### [Listed entries]
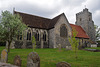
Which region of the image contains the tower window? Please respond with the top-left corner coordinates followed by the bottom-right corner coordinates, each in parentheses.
top-left (60, 25), bottom-right (68, 37)
top-left (27, 31), bottom-right (31, 40)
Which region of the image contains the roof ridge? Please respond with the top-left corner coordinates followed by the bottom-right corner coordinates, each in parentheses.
top-left (14, 11), bottom-right (51, 20)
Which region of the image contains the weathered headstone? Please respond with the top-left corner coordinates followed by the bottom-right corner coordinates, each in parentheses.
top-left (56, 62), bottom-right (71, 67)
top-left (1, 49), bottom-right (8, 63)
top-left (27, 52), bottom-right (40, 67)
top-left (14, 55), bottom-right (21, 67)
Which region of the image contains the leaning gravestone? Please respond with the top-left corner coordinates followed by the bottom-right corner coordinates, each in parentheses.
top-left (27, 52), bottom-right (40, 67)
top-left (14, 55), bottom-right (21, 67)
top-left (1, 49), bottom-right (8, 63)
top-left (56, 62), bottom-right (71, 67)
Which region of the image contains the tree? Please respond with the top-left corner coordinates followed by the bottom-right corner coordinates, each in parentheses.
top-left (95, 25), bottom-right (100, 41)
top-left (69, 28), bottom-right (79, 58)
top-left (0, 11), bottom-right (27, 52)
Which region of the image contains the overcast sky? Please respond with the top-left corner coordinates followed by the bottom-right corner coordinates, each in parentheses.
top-left (0, 0), bottom-right (100, 27)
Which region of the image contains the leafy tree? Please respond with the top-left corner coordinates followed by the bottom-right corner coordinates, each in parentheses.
top-left (32, 36), bottom-right (36, 52)
top-left (95, 25), bottom-right (100, 41)
top-left (0, 11), bottom-right (27, 52)
top-left (69, 28), bottom-right (79, 58)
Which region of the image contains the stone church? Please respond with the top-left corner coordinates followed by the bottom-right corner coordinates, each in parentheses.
top-left (10, 8), bottom-right (95, 48)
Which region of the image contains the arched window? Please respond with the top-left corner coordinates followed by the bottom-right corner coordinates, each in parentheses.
top-left (17, 31), bottom-right (22, 40)
top-left (27, 31), bottom-right (31, 40)
top-left (43, 31), bottom-right (46, 41)
top-left (60, 25), bottom-right (68, 37)
top-left (35, 31), bottom-right (39, 41)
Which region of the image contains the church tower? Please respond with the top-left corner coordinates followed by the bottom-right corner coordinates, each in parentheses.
top-left (75, 8), bottom-right (95, 42)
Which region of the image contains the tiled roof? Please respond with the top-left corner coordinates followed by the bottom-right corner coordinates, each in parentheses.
top-left (14, 11), bottom-right (89, 38)
top-left (14, 11), bottom-right (61, 29)
top-left (70, 24), bottom-right (89, 38)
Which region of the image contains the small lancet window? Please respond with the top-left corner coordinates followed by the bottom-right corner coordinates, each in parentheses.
top-left (60, 25), bottom-right (68, 37)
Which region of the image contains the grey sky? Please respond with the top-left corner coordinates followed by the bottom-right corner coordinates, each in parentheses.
top-left (0, 0), bottom-right (100, 27)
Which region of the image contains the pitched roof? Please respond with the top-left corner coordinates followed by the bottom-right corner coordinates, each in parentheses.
top-left (70, 24), bottom-right (89, 38)
top-left (14, 11), bottom-right (64, 29)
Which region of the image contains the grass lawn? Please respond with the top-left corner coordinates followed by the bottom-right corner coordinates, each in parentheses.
top-left (0, 47), bottom-right (100, 67)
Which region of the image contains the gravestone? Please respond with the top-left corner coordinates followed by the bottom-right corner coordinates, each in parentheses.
top-left (0, 62), bottom-right (18, 67)
top-left (58, 44), bottom-right (61, 51)
top-left (56, 62), bottom-right (71, 67)
top-left (14, 55), bottom-right (21, 67)
top-left (27, 52), bottom-right (40, 67)
top-left (1, 49), bottom-right (8, 63)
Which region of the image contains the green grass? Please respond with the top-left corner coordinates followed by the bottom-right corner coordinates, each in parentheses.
top-left (0, 47), bottom-right (100, 67)
top-left (85, 47), bottom-right (100, 50)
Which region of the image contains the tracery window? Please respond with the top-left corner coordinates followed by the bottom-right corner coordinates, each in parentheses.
top-left (60, 25), bottom-right (68, 37)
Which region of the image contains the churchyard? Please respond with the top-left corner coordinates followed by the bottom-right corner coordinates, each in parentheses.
top-left (0, 46), bottom-right (100, 67)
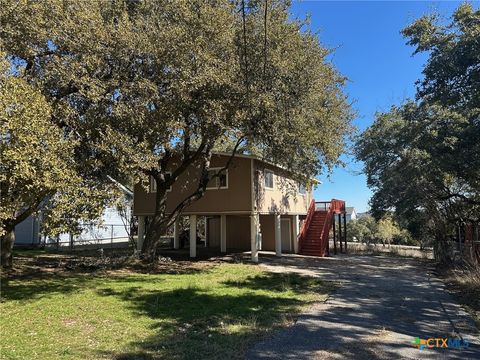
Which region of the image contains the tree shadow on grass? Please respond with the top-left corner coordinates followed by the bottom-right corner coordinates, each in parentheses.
top-left (97, 274), bottom-right (325, 360)
top-left (223, 273), bottom-right (336, 294)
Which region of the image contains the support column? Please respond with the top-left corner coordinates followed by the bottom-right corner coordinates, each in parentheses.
top-left (293, 215), bottom-right (300, 254)
top-left (250, 215), bottom-right (258, 262)
top-left (332, 214), bottom-right (337, 255)
top-left (137, 216), bottom-right (145, 251)
top-left (274, 215), bottom-right (282, 256)
top-left (220, 215), bottom-right (227, 253)
top-left (338, 214), bottom-right (343, 253)
top-left (190, 215), bottom-right (197, 257)
top-left (173, 218), bottom-right (180, 250)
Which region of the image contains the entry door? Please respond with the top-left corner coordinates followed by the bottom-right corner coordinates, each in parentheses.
top-left (280, 219), bottom-right (292, 252)
top-left (207, 217), bottom-right (220, 247)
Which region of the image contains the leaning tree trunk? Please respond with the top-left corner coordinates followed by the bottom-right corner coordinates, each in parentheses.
top-left (0, 228), bottom-right (15, 268)
top-left (142, 214), bottom-right (168, 261)
top-left (433, 231), bottom-right (452, 265)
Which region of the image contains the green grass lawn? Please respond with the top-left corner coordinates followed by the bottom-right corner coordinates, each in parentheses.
top-left (0, 263), bottom-right (332, 359)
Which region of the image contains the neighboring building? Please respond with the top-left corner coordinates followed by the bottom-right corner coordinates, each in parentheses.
top-left (15, 216), bottom-right (41, 247)
top-left (133, 153), bottom-right (346, 261)
top-left (345, 206), bottom-right (358, 222)
top-left (14, 183), bottom-right (133, 247)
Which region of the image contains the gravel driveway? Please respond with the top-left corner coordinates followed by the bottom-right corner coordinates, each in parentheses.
top-left (247, 256), bottom-right (480, 359)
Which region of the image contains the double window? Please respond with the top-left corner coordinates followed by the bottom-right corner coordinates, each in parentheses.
top-left (207, 168), bottom-right (228, 190)
top-left (298, 184), bottom-right (307, 195)
top-left (263, 170), bottom-right (275, 189)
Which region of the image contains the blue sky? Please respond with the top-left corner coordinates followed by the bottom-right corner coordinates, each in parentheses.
top-left (292, 1), bottom-right (479, 212)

### [What is being asked]
Recast all of the material above as a two-column CSV headed wording,coordinates, with one row for each thing it asks. Put the asking text under wording and every answer given for it under coordinates, quote each field, replace line breaks with spaces, and leave the pictures out.

### [Reply]
wording,coordinates
"Which region of the image contains the tower window? Please respond with the top-left corner coordinates followed by the bottom-right corner coordinates, each in parentheses.","top-left (60, 25), bottom-right (68, 37) top-left (27, 31), bottom-right (31, 40)"
"Which region of the image contains the roof ridge? Please respond with the top-left corner coordinates followed by the bottom-right corner coordinates, each in parentheses.","top-left (14, 11), bottom-right (51, 20)"
"Which region of the image contains the weathered headstone? Please respond with the top-left corner coordinates followed by the bottom-right corner coordinates, each in parentheses.","top-left (56, 62), bottom-right (71, 67) top-left (1, 49), bottom-right (8, 63) top-left (27, 52), bottom-right (40, 67) top-left (14, 55), bottom-right (21, 67)"
"Which region of the image contains the leaning gravestone? Please respond with the top-left corner coordinates followed by the bottom-right corner coordinates, each in parentheses.","top-left (27, 52), bottom-right (40, 67) top-left (14, 55), bottom-right (21, 67) top-left (1, 49), bottom-right (8, 63) top-left (56, 62), bottom-right (71, 67)"
"Which region of the image contains the tree? Please respond with the top-left corner coordinates followed by the bottom-right corner coordinates, each in parentheses.","top-left (95, 25), bottom-right (100, 41) top-left (69, 28), bottom-right (79, 58) top-left (0, 11), bottom-right (27, 52)"
"Which region of the image contains the overcast sky? Please respond with the top-left corner coordinates followed by the bottom-right corner coordinates, each in parentheses.","top-left (0, 0), bottom-right (100, 27)"
"Which region of the image contains the leafy tree? Please respond with the top-left corner coordinates followed by the bottom-right corner coordinates, each in parentheses.","top-left (32, 36), bottom-right (36, 52) top-left (95, 25), bottom-right (100, 41) top-left (0, 11), bottom-right (27, 52) top-left (69, 28), bottom-right (79, 58)"
"Which region of the image contains the stone church? Please respond with the top-left corner coordinates followed by the bottom-right corner coordinates, each in parentheses.","top-left (10, 8), bottom-right (95, 48)"
"Which region of the image contains the arched window? Please respond with the top-left corner coordinates followed by the bottom-right corner coordinates, each in parentheses.","top-left (17, 31), bottom-right (22, 40) top-left (27, 31), bottom-right (31, 40) top-left (43, 31), bottom-right (46, 41) top-left (60, 25), bottom-right (68, 37) top-left (35, 31), bottom-right (39, 41)"
"Which region of the image contains the church tower? Please respond with the top-left corner coordinates followed by the bottom-right corner coordinates, each in parentheses.","top-left (75, 8), bottom-right (95, 42)"
"Which region of the image contains the tiled roof? Please respond with the top-left corner coordinates followed by the bottom-right corner coordinates, each in parentheses.","top-left (14, 11), bottom-right (89, 38) top-left (14, 11), bottom-right (61, 29) top-left (70, 24), bottom-right (89, 38)"
"Which region of the image contains the small lancet window? Please respond with the top-left corner coordinates followed by the bottom-right corner coordinates, each in parentheses.","top-left (60, 25), bottom-right (68, 37)"
"Which region of the image contains the grey sky? Please respond with the top-left corner coordinates followed by the bottom-right corner coordinates, each in parentheses.","top-left (0, 0), bottom-right (100, 27)"
"Which region of the image contains the pitched roof? Please respond with the top-left corner coordinates followed by the bottom-right corner coordinates, each in parentheses.","top-left (70, 24), bottom-right (89, 38) top-left (14, 11), bottom-right (64, 29)"
"Which region of the image contains the grass lawn? Please respond with the top-left corner coordinates followed by the bottom-right corner coordinates, each in parentheses.","top-left (0, 47), bottom-right (100, 67)"
"Which region of the image contains the gravestone? Please respond with the top-left corner coordinates followed by the bottom-right corner coordinates, each in parentheses.","top-left (0, 62), bottom-right (18, 67) top-left (58, 44), bottom-right (61, 51) top-left (56, 62), bottom-right (71, 67) top-left (14, 55), bottom-right (21, 67) top-left (27, 52), bottom-right (40, 67) top-left (1, 49), bottom-right (8, 63)"
"Which region of the image contains the green grass? Please respond with the top-left corner coordinates followed by the bottom-right corner coordinates, each in parentheses.","top-left (0, 47), bottom-right (100, 67) top-left (85, 47), bottom-right (100, 50)"
"Which region of the image contains the tracery window? Please respond with the top-left corner coordinates followed by the bottom-right corner coordinates, each in parentheses.","top-left (60, 25), bottom-right (68, 37)"
"Which region of the image contains the churchyard? Please respond with the top-left corner coordinates followed by the bottom-right corner coordinates, each in parentheses.","top-left (0, 46), bottom-right (100, 67)"
"Which region of the image contains the tree shadow on grass? Please respond with the top-left corner coordinates followed by the bottom-right corner coordinates, each in parentheses.","top-left (97, 274), bottom-right (325, 360) top-left (223, 273), bottom-right (336, 294)"
"Which region of the image contains the support column? Please respond with the top-left corner coordinates followed by the bottom-right corner coordinates, each in parentheses.","top-left (293, 215), bottom-right (300, 254) top-left (250, 215), bottom-right (258, 262) top-left (332, 214), bottom-right (337, 255) top-left (137, 216), bottom-right (145, 251) top-left (274, 215), bottom-right (282, 256) top-left (220, 215), bottom-right (227, 253) top-left (338, 214), bottom-right (343, 253) top-left (190, 215), bottom-right (197, 257) top-left (173, 218), bottom-right (180, 250)"
"Which region of the image contains the entry door? Please respond with the top-left corner coordinates followed by the bottom-right corner coordinates, each in parentheses.","top-left (280, 219), bottom-right (292, 252) top-left (207, 217), bottom-right (220, 247)"
"Which region of the image contains the leaning tree trunk? Please respond with the top-left corner coordinates followed by the bottom-right corner coordinates, each in parentheses.","top-left (0, 228), bottom-right (15, 268) top-left (142, 214), bottom-right (168, 261) top-left (433, 231), bottom-right (452, 265)"
"Which region of the image contains the green grass lawn? Please respond with the top-left corner coordinates followed by the bottom-right corner coordinates, each in parentheses.","top-left (0, 263), bottom-right (332, 359)"
"Which region of the image contains the neighboring building? Please respond with the top-left corner coordinates followed by the bottom-right corner coordinates, each in parentheses.","top-left (15, 216), bottom-right (41, 247) top-left (133, 153), bottom-right (346, 261) top-left (345, 206), bottom-right (358, 222) top-left (14, 183), bottom-right (133, 247)"
"Which region of the image contains the gravel driveway? Please respond with the top-left corner coordinates followed by the bottom-right corner coordinates, each in parentheses.","top-left (247, 256), bottom-right (480, 359)"
"Which region of the image contains the double window? Please respond with the top-left corner coordinates followed by the bottom-right corner coordinates, each in parentheses.","top-left (207, 168), bottom-right (228, 190) top-left (298, 184), bottom-right (307, 195) top-left (263, 170), bottom-right (275, 189)"
"Which region of the image contains the blue sky? Please respond with the top-left corner coordinates followed by the bottom-right corner coordinates, each in parentheses.","top-left (292, 1), bottom-right (479, 212)"